══ INPUT RECORDS ══

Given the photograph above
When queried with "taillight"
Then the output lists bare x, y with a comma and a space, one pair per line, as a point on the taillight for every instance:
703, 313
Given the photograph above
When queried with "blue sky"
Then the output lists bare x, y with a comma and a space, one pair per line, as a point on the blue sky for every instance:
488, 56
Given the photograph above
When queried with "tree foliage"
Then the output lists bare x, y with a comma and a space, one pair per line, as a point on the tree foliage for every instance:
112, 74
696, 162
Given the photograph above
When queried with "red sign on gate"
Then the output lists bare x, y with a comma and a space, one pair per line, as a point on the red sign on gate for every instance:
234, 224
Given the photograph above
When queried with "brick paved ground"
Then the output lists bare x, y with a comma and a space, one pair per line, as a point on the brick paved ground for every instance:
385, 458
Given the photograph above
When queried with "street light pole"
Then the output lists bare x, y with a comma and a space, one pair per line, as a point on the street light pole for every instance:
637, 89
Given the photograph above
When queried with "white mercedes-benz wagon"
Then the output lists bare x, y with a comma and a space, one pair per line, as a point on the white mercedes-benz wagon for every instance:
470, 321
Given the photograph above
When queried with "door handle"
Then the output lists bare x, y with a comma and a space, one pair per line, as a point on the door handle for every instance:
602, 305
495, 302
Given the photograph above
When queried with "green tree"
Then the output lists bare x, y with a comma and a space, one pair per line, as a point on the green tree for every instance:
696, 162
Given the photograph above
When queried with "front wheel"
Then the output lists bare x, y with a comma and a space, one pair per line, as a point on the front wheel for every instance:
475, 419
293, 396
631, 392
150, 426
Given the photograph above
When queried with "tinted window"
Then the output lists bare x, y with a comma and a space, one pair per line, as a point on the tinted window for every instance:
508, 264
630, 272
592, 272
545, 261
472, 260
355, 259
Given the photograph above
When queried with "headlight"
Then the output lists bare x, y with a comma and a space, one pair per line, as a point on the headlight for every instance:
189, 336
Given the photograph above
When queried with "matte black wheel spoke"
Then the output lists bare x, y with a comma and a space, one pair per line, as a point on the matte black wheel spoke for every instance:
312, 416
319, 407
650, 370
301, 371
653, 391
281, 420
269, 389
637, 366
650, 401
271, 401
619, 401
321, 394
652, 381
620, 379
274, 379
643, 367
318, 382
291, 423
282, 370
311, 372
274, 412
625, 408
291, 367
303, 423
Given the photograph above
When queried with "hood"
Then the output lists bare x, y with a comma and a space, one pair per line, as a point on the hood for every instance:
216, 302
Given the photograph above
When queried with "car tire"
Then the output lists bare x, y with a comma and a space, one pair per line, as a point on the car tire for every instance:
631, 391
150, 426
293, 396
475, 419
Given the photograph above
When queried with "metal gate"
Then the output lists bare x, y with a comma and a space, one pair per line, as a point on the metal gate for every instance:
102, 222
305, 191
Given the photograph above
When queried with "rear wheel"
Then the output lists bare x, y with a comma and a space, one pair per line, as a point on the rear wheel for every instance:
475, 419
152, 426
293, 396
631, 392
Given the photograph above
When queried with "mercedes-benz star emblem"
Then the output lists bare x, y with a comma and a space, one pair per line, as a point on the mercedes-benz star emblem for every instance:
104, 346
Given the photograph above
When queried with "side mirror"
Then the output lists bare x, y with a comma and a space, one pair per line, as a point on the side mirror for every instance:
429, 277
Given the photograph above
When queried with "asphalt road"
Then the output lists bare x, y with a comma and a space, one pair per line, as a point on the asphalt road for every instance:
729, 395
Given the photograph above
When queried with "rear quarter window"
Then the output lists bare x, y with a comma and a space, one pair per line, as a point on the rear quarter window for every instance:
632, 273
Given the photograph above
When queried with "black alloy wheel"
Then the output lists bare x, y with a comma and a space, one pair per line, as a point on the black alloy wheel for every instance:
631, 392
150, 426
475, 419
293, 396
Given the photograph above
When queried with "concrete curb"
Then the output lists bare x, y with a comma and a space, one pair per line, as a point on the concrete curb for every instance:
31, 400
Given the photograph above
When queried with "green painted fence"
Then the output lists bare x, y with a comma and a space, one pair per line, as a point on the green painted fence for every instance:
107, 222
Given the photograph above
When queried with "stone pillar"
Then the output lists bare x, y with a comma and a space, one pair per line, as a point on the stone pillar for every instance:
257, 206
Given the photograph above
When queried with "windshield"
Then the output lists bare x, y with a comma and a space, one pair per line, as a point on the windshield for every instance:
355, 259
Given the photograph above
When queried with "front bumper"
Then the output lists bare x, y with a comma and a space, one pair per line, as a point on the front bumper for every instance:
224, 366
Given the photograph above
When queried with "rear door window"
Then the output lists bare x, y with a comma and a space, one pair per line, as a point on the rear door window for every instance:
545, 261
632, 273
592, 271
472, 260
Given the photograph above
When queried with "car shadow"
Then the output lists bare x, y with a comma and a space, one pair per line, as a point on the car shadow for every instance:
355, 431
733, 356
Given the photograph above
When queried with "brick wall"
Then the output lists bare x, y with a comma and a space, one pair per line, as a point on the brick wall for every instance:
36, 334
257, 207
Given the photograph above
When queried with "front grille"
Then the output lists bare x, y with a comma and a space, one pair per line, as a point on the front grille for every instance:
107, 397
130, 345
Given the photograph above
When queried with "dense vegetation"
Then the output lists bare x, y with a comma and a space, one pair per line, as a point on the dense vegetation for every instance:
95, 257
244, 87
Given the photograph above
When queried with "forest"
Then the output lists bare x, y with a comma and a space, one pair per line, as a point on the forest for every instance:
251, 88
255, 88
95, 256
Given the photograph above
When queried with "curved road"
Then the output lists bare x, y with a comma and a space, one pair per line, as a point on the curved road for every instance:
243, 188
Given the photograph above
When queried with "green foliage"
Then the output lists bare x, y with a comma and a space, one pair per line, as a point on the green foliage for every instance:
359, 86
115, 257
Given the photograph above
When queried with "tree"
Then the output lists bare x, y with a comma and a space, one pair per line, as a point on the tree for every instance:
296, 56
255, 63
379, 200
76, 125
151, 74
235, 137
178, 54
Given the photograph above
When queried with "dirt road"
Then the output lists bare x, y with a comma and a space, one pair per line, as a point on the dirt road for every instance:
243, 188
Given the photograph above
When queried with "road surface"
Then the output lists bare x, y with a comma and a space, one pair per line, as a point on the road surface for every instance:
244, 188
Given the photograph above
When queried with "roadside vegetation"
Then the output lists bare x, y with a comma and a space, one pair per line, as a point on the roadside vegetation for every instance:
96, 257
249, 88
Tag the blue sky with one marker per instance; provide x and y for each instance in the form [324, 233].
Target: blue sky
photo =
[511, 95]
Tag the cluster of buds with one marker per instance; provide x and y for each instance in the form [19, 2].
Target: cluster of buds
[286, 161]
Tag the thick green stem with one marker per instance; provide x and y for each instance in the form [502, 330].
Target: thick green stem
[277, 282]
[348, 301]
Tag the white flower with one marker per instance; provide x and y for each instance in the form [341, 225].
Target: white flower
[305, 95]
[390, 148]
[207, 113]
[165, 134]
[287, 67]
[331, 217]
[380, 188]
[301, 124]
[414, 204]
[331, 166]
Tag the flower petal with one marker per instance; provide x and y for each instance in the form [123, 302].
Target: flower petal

═══

◆ INSTRUCTIONS FOR THE TASK ◆
Could you give again exactly the lines from the line containing "Tag the blue" through the final line of the data above, and no others?

◆ OUTPUT BELOW ◆
Tag the blue sky with one marker per instance; provide x and y for each instance in the form [324, 233].
Target: blue sky
photo =
[511, 95]
Tag the cluster of buds with one marker per instance; provide x and y for each instance in the form [19, 2].
Target: cluster of buds
[286, 161]
Tag the thick green stem with one marker per instance; provide x and y for each instance in the form [502, 330].
Target: thick green stem
[277, 282]
[348, 301]
Tag the white flower with one marker per instance; provide x and y for each instance in the form [341, 225].
Target: white flower
[305, 95]
[390, 148]
[207, 113]
[165, 134]
[287, 67]
[331, 217]
[380, 188]
[301, 124]
[414, 204]
[331, 166]
Tag the flower petal with one marker per instance; provide x and y for each instance in the form [123, 302].
Target: flower petal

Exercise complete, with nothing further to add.